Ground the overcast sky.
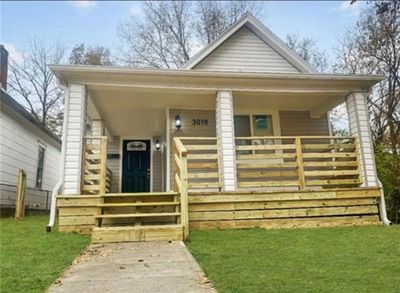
[0,1,365,64]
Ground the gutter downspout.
[46,79,69,232]
[378,178,392,226]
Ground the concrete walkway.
[49,242,216,293]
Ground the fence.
[0,183,51,211]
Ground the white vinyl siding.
[63,85,86,195]
[194,27,299,73]
[0,104,61,190]
[279,111,329,136]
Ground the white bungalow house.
[0,45,61,214]
[49,14,385,242]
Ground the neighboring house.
[0,46,61,209]
[50,14,385,242]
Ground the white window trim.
[233,110,281,136]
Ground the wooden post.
[180,152,189,240]
[295,137,306,190]
[100,137,107,195]
[353,136,363,185]
[15,170,26,220]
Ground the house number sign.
[192,119,208,126]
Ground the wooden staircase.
[92,192,183,243]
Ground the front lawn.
[188,226,400,293]
[0,216,90,292]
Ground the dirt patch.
[72,244,112,265]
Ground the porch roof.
[50,65,384,120]
[50,65,384,93]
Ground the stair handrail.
[174,137,189,240]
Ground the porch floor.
[58,188,381,243]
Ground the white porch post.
[63,84,86,195]
[215,91,237,191]
[346,92,378,187]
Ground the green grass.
[188,226,400,293]
[0,216,90,293]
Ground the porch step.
[101,191,178,198]
[92,224,183,243]
[95,213,180,219]
[97,201,179,208]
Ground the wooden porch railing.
[173,136,362,192]
[81,136,112,195]
[236,136,362,190]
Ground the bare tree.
[286,34,328,72]
[69,43,112,65]
[9,38,65,130]
[118,1,262,68]
[118,1,192,68]
[195,1,263,45]
[335,0,400,154]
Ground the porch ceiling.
[57,65,382,133]
[88,85,347,134]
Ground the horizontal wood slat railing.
[236,136,362,190]
[82,136,112,195]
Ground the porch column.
[215,91,237,191]
[63,84,86,195]
[346,92,378,187]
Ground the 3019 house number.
[192,119,208,126]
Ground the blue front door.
[122,140,150,192]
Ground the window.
[234,114,274,137]
[234,114,274,154]
[35,144,46,188]
[252,115,274,136]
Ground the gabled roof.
[0,89,61,146]
[180,13,317,73]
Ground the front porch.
[50,66,381,242]
[58,136,380,243]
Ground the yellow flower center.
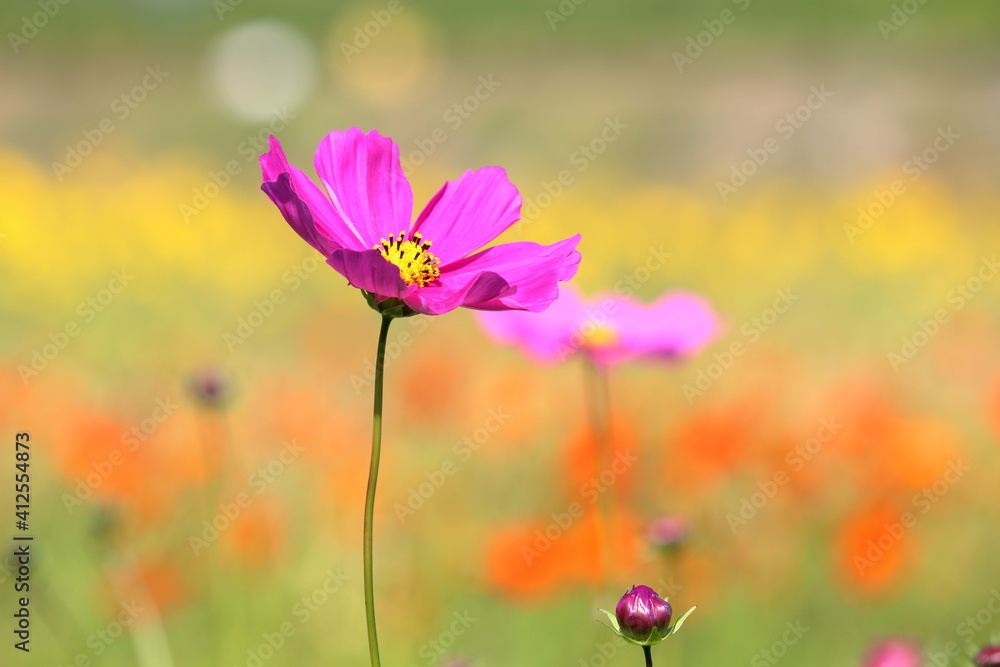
[375,232,441,287]
[580,324,618,349]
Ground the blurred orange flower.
[836,502,915,593]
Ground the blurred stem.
[587,359,617,585]
[364,315,392,667]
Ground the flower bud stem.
[364,315,392,667]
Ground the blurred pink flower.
[478,285,719,366]
[260,128,580,315]
[863,639,921,667]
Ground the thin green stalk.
[364,315,392,667]
[587,361,618,585]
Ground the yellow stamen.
[375,232,441,287]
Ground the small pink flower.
[864,639,921,667]
[478,285,719,366]
[975,644,1000,667]
[260,128,580,315]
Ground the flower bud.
[976,644,1000,667]
[615,586,673,643]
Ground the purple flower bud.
[863,639,921,667]
[646,515,689,549]
[976,644,1000,667]
[615,586,673,642]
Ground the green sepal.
[361,290,420,318]
[597,605,698,646]
[597,609,622,636]
[667,605,698,635]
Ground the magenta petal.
[406,271,517,315]
[413,167,521,264]
[441,234,580,312]
[592,292,719,364]
[326,250,416,300]
[476,284,587,363]
[315,128,413,248]
[260,136,361,255]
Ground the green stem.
[364,315,392,667]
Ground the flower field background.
[0,0,1000,667]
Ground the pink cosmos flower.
[477,285,719,366]
[862,639,922,667]
[260,128,580,315]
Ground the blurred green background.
[0,0,1000,667]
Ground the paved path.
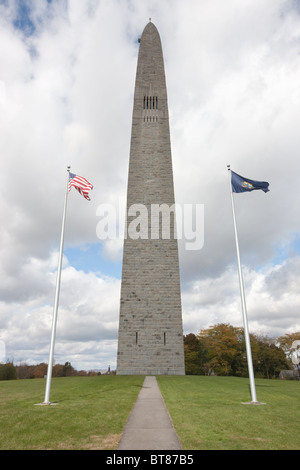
[118,376,181,450]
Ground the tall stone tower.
[117,21,185,375]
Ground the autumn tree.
[277,331,300,369]
[184,333,205,375]
[198,323,246,375]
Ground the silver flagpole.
[227,165,258,404]
[43,166,71,405]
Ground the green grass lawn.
[0,376,300,450]
[0,376,144,450]
[157,376,300,450]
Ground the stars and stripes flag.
[68,173,93,201]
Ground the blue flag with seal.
[231,170,270,193]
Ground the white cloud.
[0,0,300,368]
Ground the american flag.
[69,173,93,201]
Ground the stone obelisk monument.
[117,21,185,375]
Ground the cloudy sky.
[0,0,300,369]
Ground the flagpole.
[44,166,71,405]
[227,165,258,404]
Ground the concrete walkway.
[118,376,181,450]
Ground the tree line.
[184,323,300,379]
[0,360,100,380]
[0,323,300,380]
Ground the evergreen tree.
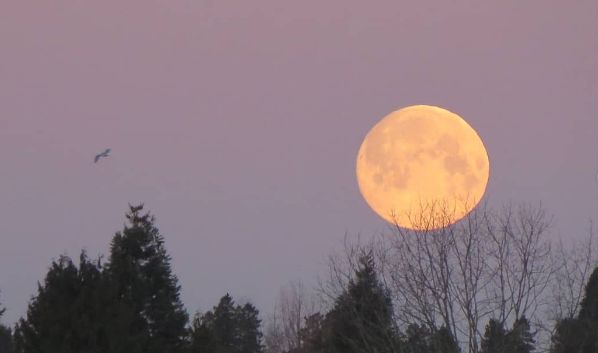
[211,293,237,352]
[237,303,263,353]
[15,252,107,353]
[0,294,13,353]
[405,324,432,353]
[187,314,218,353]
[551,267,598,353]
[550,318,588,353]
[107,205,188,353]
[430,326,460,353]
[481,319,507,353]
[190,293,263,353]
[289,312,324,353]
[507,316,535,353]
[324,254,398,353]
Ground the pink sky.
[0,0,598,323]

* * * * *

## OBJECTIVE
Could you write out all of the items above word for word, leaving the pictures out?

## SOLUTION FOR THIS TASK
Ground the overcast sky.
[0,1,365,64]
Ground the gutter downspout.
[46,79,69,232]
[378,178,392,226]
Ground the concrete walkway.
[49,242,216,293]
Ground the fence.
[0,183,51,211]
Ground the white vinyl siding.
[63,85,86,195]
[194,27,299,73]
[0,104,61,190]
[279,111,329,136]
Ground the white bungalow house.
[0,45,61,214]
[49,14,385,242]
Ground the neighboring house.
[0,46,61,209]
[50,14,385,242]
Ground the white window trim.
[233,110,281,136]
Ground the wooden post.
[180,152,189,240]
[295,137,306,190]
[100,137,107,195]
[353,136,363,185]
[15,170,26,220]
Ground the house number sign.
[192,119,208,126]
Ground the wooden staircase.
[92,192,183,243]
Ground the front lawn.
[188,226,400,293]
[0,216,90,292]
Ground the dirt patch.
[72,244,112,265]
Ground the porch roof.
[50,65,384,120]
[50,65,384,93]
Ground the stair handrail.
[174,137,189,240]
Ground the porch floor.
[58,188,381,243]
Ground the white porch post.
[63,84,86,195]
[215,91,237,191]
[346,92,378,187]
Ground the green grass.
[188,226,400,293]
[0,216,90,293]
Ground the porch step.
[101,191,178,198]
[92,224,183,243]
[95,213,180,219]
[97,201,179,208]
Ground the wooden porch railing.
[173,136,362,192]
[81,136,112,195]
[236,136,362,190]
Ground the bare tree.
[286,34,328,72]
[69,43,112,65]
[9,38,65,130]
[118,1,262,68]
[118,1,192,68]
[195,1,263,45]
[335,0,400,154]
Ground the porch ceiling.
[57,65,382,133]
[88,85,347,134]
Ground the horizontal wood slat railing.
[236,136,362,190]
[82,136,112,195]
Ground the porch column.
[215,91,237,191]
[63,84,86,195]
[346,92,378,187]
Ground the 3019 house number.
[192,119,208,126]
Ground the blue front door.
[122,140,150,192]
Ground the window.
[234,114,274,137]
[234,114,274,154]
[35,144,46,188]
[252,115,274,136]
Ground the gabled roof.
[0,89,61,146]
[180,13,317,73]
Ground the front porch.
[50,66,381,242]
[58,136,380,243]
Ground the yellow flower center.
[375,232,441,287]
[580,324,618,349]
Ground the blurred orange flower.
[836,502,915,593]
Ground the blurred stem.
[587,359,617,585]
[364,315,392,667]
Ground the flower bud stem.
[364,315,392,667]
Ground the blurred pink flower.
[478,285,719,366]
[260,128,580,315]
[863,639,921,667]
Ground the thin green stalk.
[364,315,392,667]
[587,361,618,585]
Ground the yellow stamen.
[375,232,441,287]
Ground the small pink flower.
[864,639,921,667]
[478,285,719,366]
[975,644,1000,667]
[260,128,580,315]
Ground the flower bud.
[976,644,1000,667]
[615,586,673,643]
Ground the purple flower bud.
[863,639,921,667]
[646,515,689,549]
[976,644,1000,667]
[615,586,673,642]
Ground the green sepal.
[361,290,420,318]
[597,605,698,646]
[597,609,622,636]
[667,605,698,635]
Ground the magenta petal.
[406,271,517,315]
[413,167,521,264]
[441,234,580,312]
[592,292,719,364]
[326,250,416,300]
[476,284,587,363]
[315,128,413,248]
[260,136,361,255]
Ground the green stem.
[364,315,392,667]
Ground the flower field background.
[0,0,1000,667]
Ground the pink cosmos flower.
[477,285,719,366]
[862,639,922,667]
[260,128,580,315]
Ground the blurred green background.
[0,0,1000,667]
Ground the paved path.
[118,376,181,450]
Ground the tall stone tower.
[117,21,185,375]
Ground the autumn tree.
[277,331,300,369]
[184,333,205,375]
[198,323,246,375]
Ground the silver flagpole.
[227,165,258,404]
[43,166,71,405]
Ground the green grass lawn.
[0,376,300,450]
[0,376,144,450]
[157,376,300,450]
Ground the stars and stripes flag.
[68,173,93,201]
Ground the blue flag with seal.
[231,170,270,193]
Ground the white cloud.
[0,0,300,368]
Ground the american flag.
[69,173,93,201]
Ground the stone obelisk monument.
[117,21,185,375]
Ground the cloudy sky.
[0,0,300,369]
Ground the flagpole.
[44,166,71,405]
[227,165,258,404]
Ground the concrete walkway.
[118,376,181,450]
Ground the tree line.
[184,323,300,379]
[0,360,100,380]
[0,323,300,380]
Ground the evergreen tree.
[211,293,237,352]
[237,303,263,353]
[15,252,107,353]
[0,294,13,353]
[405,324,432,353]
[187,314,218,353]
[551,267,598,353]
[550,318,588,353]
[107,205,188,353]
[430,326,460,353]
[481,319,507,353]
[190,293,263,353]
[289,312,324,353]
[507,316,535,353]
[324,254,398,353]
Ground the pink sky.
[0,0,598,323]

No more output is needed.